Required task a:
Answer these from the excerpt about Clarke's predictions on sex, one answer per line, marked (i), (ii), (iii):
(i) How many miles up does Clarke say the best sex in 2019 will happen?
(ii) What title does the excerpt give Ben Bova?
(iii) What does Clarke say the greatest revolution in sexuality in the next century will be?

Excerpted text:
Apparently “you’d just tell the clitoris to backtrack” to the kind of embryonic tissue that precedes the growth of specific genitalia in the womb, then it would “grow out as a penis with skin wrapped around it instead of having a hood and labia minora”.
Presumably the reverse would also be an option?
And Clarke reckons “the best sex in 2019 … will happen 300 miles up in space”, where “[t]he most romantic hotel in the universe will be found orbiting the earth”.
“Those who prefer big breasts will enjoy sex in space. As Ben Bova, president of the National Space Institute, explains it: ‘In zero gravity, the body gets taller after a few days. You become wasp-waisted and your chest gets bigger.”
While I’m sure Elon Musk has definitely floated (heh) this idea, and/or will be really mad if he’s not the official first person to bone in space, there have been no confirmed instances of sex on the ISS – and it’d be pretty hard.
From my understanding and totally uneducated assumptions, you’d also be too focused on trying to keep all the, uh, moisture where it’s most needed to notice whether your waist was extra skinny and your boobs extra buoyant.
But Clarke wasn’t completely off. He also posited that women would have more social and cultural power, and thus more freedom to pursue sex on their own terms, flipping the image of the businessman in his corner office playing grab-ass with the nubile young secretary.
“The greatest revolution in sexuality in the next century will not be result of aphrodisiacs, electrostimulation or bionic penises. It will be the growing stature of women in society. … With [more] jobs will come money, power and prestige, and women will use this collateral for the same purpose men do: to attract members of the opposite sex.”
Heteronormative assumptions aside – I’ll use my power and prestige to try and consensually bang members of whatever gender I like, thanks – that’s definitely the most accurate guess in the whole article. We might still be a few years behind Clarke’s timeline – but we’re finally making change happen so sex is more on our terms than ever before.

Available records:
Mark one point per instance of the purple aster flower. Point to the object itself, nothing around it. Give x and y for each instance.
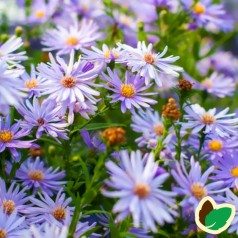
(74, 37)
(48, 210)
(85, 108)
(130, 92)
(34, 174)
(10, 135)
(11, 225)
(150, 125)
(32, 82)
(147, 63)
(193, 185)
(10, 88)
(227, 169)
(221, 123)
(7, 49)
(13, 199)
(41, 11)
(47, 230)
(92, 142)
(139, 191)
(231, 198)
(217, 84)
(106, 54)
(45, 117)
(205, 12)
(69, 83)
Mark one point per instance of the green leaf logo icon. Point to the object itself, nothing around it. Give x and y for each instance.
(213, 218)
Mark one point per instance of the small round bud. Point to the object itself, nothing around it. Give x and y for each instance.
(18, 31)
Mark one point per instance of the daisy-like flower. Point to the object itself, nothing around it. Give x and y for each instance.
(32, 82)
(106, 54)
(85, 108)
(130, 92)
(150, 125)
(74, 37)
(10, 225)
(69, 83)
(34, 174)
(227, 169)
(10, 135)
(193, 185)
(45, 117)
(217, 84)
(10, 87)
(139, 189)
(205, 12)
(47, 230)
(7, 49)
(231, 198)
(13, 199)
(199, 119)
(48, 210)
(148, 63)
(41, 11)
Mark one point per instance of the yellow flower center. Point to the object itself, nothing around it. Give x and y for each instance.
(59, 213)
(159, 129)
(199, 8)
(149, 58)
(207, 83)
(31, 83)
(3, 233)
(208, 119)
(142, 190)
(128, 90)
(8, 206)
(41, 121)
(36, 175)
(68, 82)
(39, 14)
(198, 190)
(234, 172)
(6, 136)
(215, 145)
(72, 41)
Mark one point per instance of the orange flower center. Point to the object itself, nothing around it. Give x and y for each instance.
(68, 81)
(234, 172)
(3, 233)
(59, 213)
(128, 90)
(215, 145)
(198, 190)
(8, 206)
(208, 119)
(207, 83)
(6, 136)
(199, 8)
(31, 83)
(72, 41)
(36, 175)
(149, 58)
(142, 190)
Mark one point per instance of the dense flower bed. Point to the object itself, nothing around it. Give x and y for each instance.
(116, 117)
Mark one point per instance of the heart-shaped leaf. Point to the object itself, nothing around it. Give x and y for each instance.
(217, 218)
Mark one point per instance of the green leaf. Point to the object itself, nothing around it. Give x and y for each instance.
(217, 218)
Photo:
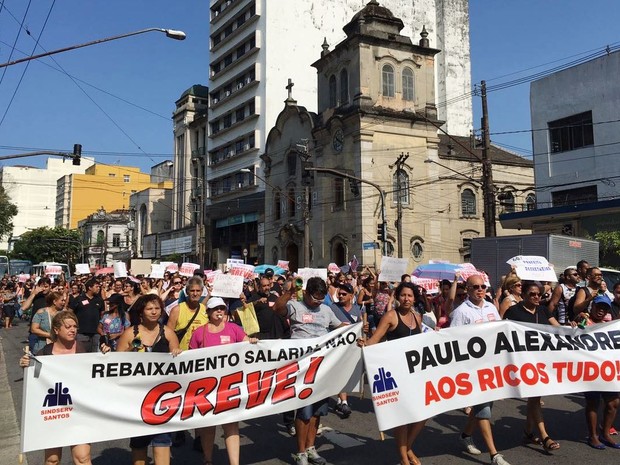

Required task b: Work out how many lines in the listing contain the string "itself", where case counts, and reply with only that number.

Written reply a:
(i) 300 miles
(ii) President of the National Space Institute
(iii) The growing stature of women in society

Written reply b: 9